Reading text:

------------------------

Italian Mummy School - 2016
Students from four universities in three countries spent July 22 to August 6, 2016 learning about the field of mummy studies in the first Mummy Studies Field School in Santa Lucia del Mela, a small community on the island of Sicily, Italy. The school was a collaborative effort among the Sicily Mummy Project, the Archdiocese of Messina, the Sicilian Region, the city of Santa Lucia del Mela, and the University of Nebraska-Lincoln.
Students lived, worked and learned about mummies in an immersive setting. For their visit, they stayed in a former convent above a crypt housing both mummies and ossuaries.
The city of Santa Lucia del Mela hosted a reception for Mummy Studies Field School students on the first day of their study abroad. This televised panel was open to the public and discussed the importance of the field school and the excitement of local stakeholders. The Panel included: Katia Trifiro, local journalist; Karl Reinhard, field school instructor from the School of Natural Resources at Nebraska; Dario Piombino-Mascali, field school instructor; Carlo Vermiglio, Sicily’s minister of culture; Antonio Campo, Santa Lucia del Mela’s mayor; and Rosario Torr, Santa Lucia del Mela’s minister of culture.

------------------------

Exercise tasks:
**A.** Please write out the Mummy School passage between "Italian Mummy School" and "University of Nebraska-Lincoln.", inclusive, with no changes.
**B.** Name every member of the panel in the Mummy School passage.
**C.** Do these statements agree with the Mummy School passage? (i) The field school was held in Santa Lucia del Mela on Sicily. (ii) The students stayed in a hotel near the crypt. (iii) The panel at the reception was closed to the public.
The listing is separate material, unrelated to the Mummy School passage.

------------------------

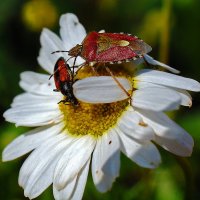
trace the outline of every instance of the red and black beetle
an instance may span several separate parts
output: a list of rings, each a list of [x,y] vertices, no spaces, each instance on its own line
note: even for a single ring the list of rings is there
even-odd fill
[[[52,76],[54,76],[56,86],[54,91],[61,92],[65,96],[65,99],[61,100],[59,103],[70,102],[74,106],[77,106],[78,100],[74,96],[72,88],[74,83],[73,73],[63,57],[60,57],[57,60],[54,67],[54,73],[50,76],[50,78]]]

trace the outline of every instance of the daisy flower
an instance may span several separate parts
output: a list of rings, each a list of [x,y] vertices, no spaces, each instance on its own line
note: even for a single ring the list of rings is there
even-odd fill
[[[61,93],[53,92],[49,80],[58,57],[68,59],[59,49],[71,49],[86,36],[84,27],[73,14],[60,19],[61,39],[48,29],[41,34],[39,64],[49,74],[23,72],[16,96],[4,113],[16,126],[35,127],[11,142],[3,151],[3,161],[30,153],[19,173],[19,185],[30,199],[53,185],[57,200],[82,198],[89,167],[96,188],[106,192],[119,175],[120,153],[139,166],[153,169],[161,162],[154,143],[179,155],[190,156],[192,137],[163,112],[180,105],[191,106],[189,91],[200,91],[192,79],[156,70],[129,71],[123,65],[110,66],[131,99],[117,86],[103,67],[95,76],[90,66],[77,72],[73,84],[78,106],[58,104]],[[177,72],[145,55],[147,62]],[[140,60],[142,62],[143,60]],[[83,59],[77,58],[80,65]],[[73,65],[73,59],[69,60]],[[131,101],[131,102],[130,102]]]

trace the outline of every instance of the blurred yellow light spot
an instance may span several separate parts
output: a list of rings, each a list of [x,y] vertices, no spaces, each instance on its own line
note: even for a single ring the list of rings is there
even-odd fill
[[[49,0],[31,0],[24,4],[22,19],[32,31],[53,27],[58,18],[57,10]]]

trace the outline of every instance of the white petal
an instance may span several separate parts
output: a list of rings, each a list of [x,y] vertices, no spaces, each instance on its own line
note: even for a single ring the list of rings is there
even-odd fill
[[[174,110],[180,103],[180,95],[167,88],[143,88],[135,90],[132,95],[132,105],[147,110]]]
[[[138,85],[140,82],[147,82],[195,92],[200,91],[200,83],[193,79],[150,69],[139,71],[134,80],[138,82]]]
[[[192,106],[192,97],[186,90],[173,88],[173,87],[169,87],[169,86],[164,86],[164,85],[158,85],[158,84],[155,84],[155,83],[141,82],[141,81],[134,84],[134,88],[137,88],[137,89],[152,88],[152,87],[171,89],[171,90],[177,92],[178,95],[180,95],[180,98],[181,98],[180,104],[181,105],[189,106],[189,107]]]
[[[71,197],[71,200],[82,199],[87,177],[88,177],[89,166],[90,166],[90,159],[88,160],[88,162],[86,163],[86,165],[84,166],[84,168],[81,170],[81,172],[78,175],[77,185],[76,185],[76,188],[74,189],[74,193]]]
[[[53,187],[54,197],[56,200],[81,200],[89,171],[90,159],[81,169],[79,174],[73,179],[72,182],[66,185],[62,190],[57,190]]]
[[[49,80],[49,76],[35,72],[22,72],[20,87],[27,92],[40,95],[61,96],[59,92],[54,92],[55,84],[53,79]]]
[[[96,188],[106,192],[119,176],[120,144],[117,133],[110,131],[99,137],[92,157],[92,177]]]
[[[144,58],[143,58],[143,59],[144,59],[148,64],[150,64],[150,65],[158,65],[158,66],[161,66],[161,67],[163,67],[163,68],[165,68],[165,69],[167,69],[167,70],[169,70],[169,71],[171,71],[171,72],[173,72],[173,73],[175,73],[175,74],[180,73],[179,70],[174,69],[174,68],[172,68],[172,67],[170,67],[170,66],[168,66],[168,65],[166,65],[166,64],[164,64],[164,63],[162,63],[162,62],[159,62],[159,61],[155,60],[154,58],[152,58],[152,57],[149,56],[148,54],[144,54]]]
[[[39,196],[52,182],[57,162],[71,139],[60,134],[47,140],[37,148],[23,164],[19,174],[19,185],[30,199]]]
[[[48,109],[54,110],[58,109],[58,102],[61,100],[60,96],[46,96],[46,95],[37,95],[30,93],[22,93],[17,95],[11,104],[12,108],[21,107],[21,108],[33,108],[37,106],[48,107]]]
[[[58,58],[63,56],[67,59],[69,56],[67,53],[51,54],[53,51],[65,50],[65,46],[56,34],[46,28],[44,28],[41,33],[40,43],[41,49],[37,58],[38,63],[43,67],[43,69],[52,74],[54,65]]]
[[[3,161],[18,158],[46,141],[48,138],[60,133],[63,125],[44,126],[28,131],[17,137],[3,151]]]
[[[179,155],[190,156],[194,141],[180,126],[163,113],[138,110],[145,122],[155,131],[155,141],[166,150]]]
[[[55,185],[53,184],[53,196],[55,200],[68,200],[71,199],[71,195],[76,186],[77,176],[68,183],[62,190],[57,190]]]
[[[126,111],[118,122],[119,129],[131,138],[141,142],[154,139],[154,131],[145,124],[142,118],[134,111]]]
[[[88,161],[96,141],[91,136],[77,138],[59,160],[54,173],[56,189],[63,189]]]
[[[69,49],[81,44],[86,36],[85,28],[79,22],[77,16],[72,13],[61,16],[60,27],[61,38]]]
[[[133,162],[141,167],[156,168],[160,162],[161,157],[159,151],[151,142],[139,143],[118,130],[122,145],[122,152],[129,157]]]
[[[79,22],[76,15],[67,13],[60,18],[60,35],[64,42],[65,49],[70,50],[77,44],[81,44],[86,36],[86,31],[83,25]],[[72,66],[74,59],[70,59],[69,63]],[[80,57],[76,60],[76,65],[80,65],[84,60]]]
[[[132,89],[127,79],[117,79],[125,90]],[[111,76],[96,76],[79,80],[74,83],[73,92],[77,99],[88,103],[111,103],[128,98]]]
[[[52,104],[52,107],[54,104]],[[58,108],[42,105],[27,105],[8,109],[4,114],[6,121],[16,126],[42,126],[60,121],[61,112]]]

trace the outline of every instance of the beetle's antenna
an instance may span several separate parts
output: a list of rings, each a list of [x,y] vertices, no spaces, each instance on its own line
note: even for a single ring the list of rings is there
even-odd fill
[[[62,53],[62,52],[69,52],[69,51],[62,51],[62,50],[60,51],[60,50],[59,50],[59,51],[53,51],[53,52],[51,52],[51,54],[54,54],[54,53]]]
[[[72,70],[72,73],[73,73],[72,81],[73,81],[73,82],[74,82],[74,66],[75,66],[75,63],[76,63],[76,59],[77,59],[77,57],[74,58],[73,70]]]
[[[63,66],[65,66],[65,65],[62,65],[62,67],[63,67]],[[50,75],[49,80],[52,78],[52,76],[54,76],[54,74],[55,74],[58,70],[60,70],[60,67],[58,67],[58,69],[56,69],[55,72],[53,72],[53,74]]]

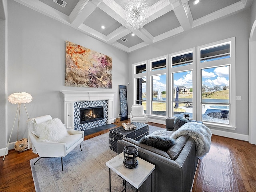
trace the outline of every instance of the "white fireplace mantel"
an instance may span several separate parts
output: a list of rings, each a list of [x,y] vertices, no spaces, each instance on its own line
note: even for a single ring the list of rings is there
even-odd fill
[[[74,129],[74,102],[76,101],[108,100],[108,123],[114,122],[114,96],[115,92],[60,91],[64,96],[65,124],[69,129]]]

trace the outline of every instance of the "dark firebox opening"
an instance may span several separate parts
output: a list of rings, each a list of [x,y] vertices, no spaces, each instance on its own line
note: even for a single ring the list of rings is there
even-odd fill
[[[103,119],[103,106],[81,108],[80,114],[81,124]]]

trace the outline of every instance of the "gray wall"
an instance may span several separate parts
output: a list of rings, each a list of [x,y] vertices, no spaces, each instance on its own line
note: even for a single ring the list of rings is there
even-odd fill
[[[256,20],[256,1],[253,1],[250,7],[251,10],[251,28],[253,25],[254,21]]]
[[[6,2],[0,1],[0,128],[3,128],[0,131],[0,147],[6,146],[6,37],[7,34]],[[1,148],[1,147],[0,147]]]
[[[247,135],[248,130],[248,47],[250,31],[250,10],[248,10],[223,19],[212,22],[161,42],[155,43],[129,54],[129,81],[132,82],[132,64],[165,54],[185,50],[228,38],[236,37],[236,95],[242,96],[236,101],[237,128],[234,133]],[[132,92],[132,83],[128,91]],[[132,104],[129,95],[128,108]],[[218,130],[217,128],[215,128]]]
[[[118,86],[126,85],[128,81],[128,53],[14,1],[8,1],[8,23],[7,95],[17,92],[30,93],[33,100],[26,104],[30,118],[49,114],[64,122],[64,97],[60,92],[62,90],[116,92],[114,117],[118,117]],[[112,57],[112,89],[65,86],[66,40]],[[8,138],[17,106],[7,103]],[[22,106],[19,138],[27,138],[26,116]],[[0,127],[1,132],[4,128]],[[16,135],[15,126],[11,142],[16,141]],[[2,140],[4,136],[1,136]]]

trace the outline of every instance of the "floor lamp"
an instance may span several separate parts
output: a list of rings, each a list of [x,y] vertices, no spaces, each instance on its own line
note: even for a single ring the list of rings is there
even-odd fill
[[[15,116],[15,118],[14,119],[14,122],[13,123],[13,126],[12,126],[12,131],[11,132],[11,134],[9,138],[9,141],[7,143],[6,146],[6,149],[5,150],[5,152],[4,153],[4,158],[3,160],[4,160],[5,156],[6,154],[6,151],[8,149],[8,147],[9,146],[9,144],[10,143],[10,141],[11,139],[11,137],[12,136],[12,131],[13,130],[13,128],[14,126],[14,124],[15,124],[15,121],[16,121],[16,118],[17,118],[17,114],[18,114],[18,112],[19,111],[19,117],[18,121],[18,134],[17,135],[17,141],[18,141],[18,137],[19,135],[19,125],[20,124],[20,105],[21,104],[23,104],[24,105],[24,107],[25,108],[25,110],[27,113],[28,116],[28,118],[29,119],[28,117],[28,112],[27,111],[27,109],[25,106],[26,103],[29,103],[32,100],[33,98],[31,95],[25,92],[22,92],[21,93],[14,93],[10,94],[8,96],[8,101],[10,103],[13,104],[18,104],[18,107],[17,108],[17,111],[16,111],[16,115]]]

------------------------

Results of the exercise:
**A.**
Italian Mummy School - 2016
Students from four universities in three countries spent July 22 to August 6, 2016 learning about the field of mummy studies in the first Mummy Studies Field School in Santa Lucia del Mela, a small community on the island of Sicily, Italy. The school was a collaborative effort among the Sicily Mummy Project, the Archdiocese of Messina, the Sicilian Region, the city of Santa Lucia del Mela, and the University of Nebraska-Lincoln.

**B.** Katia Trifiro, Karl Reinhard, Dario Piombino-Mascali, Carlo Vermiglio, Antonio Campo, Rosario Torr

**C.**
(i) Yes: "in the first Mummy Studies Field School in Santa Lucia del Mela, a small community on the island of Sicily, Italy"
(ii) No: "they stayed in a former convent above a crypt housing both mummies and ossuaries"
(iii) No: "This televised panel was open to the public"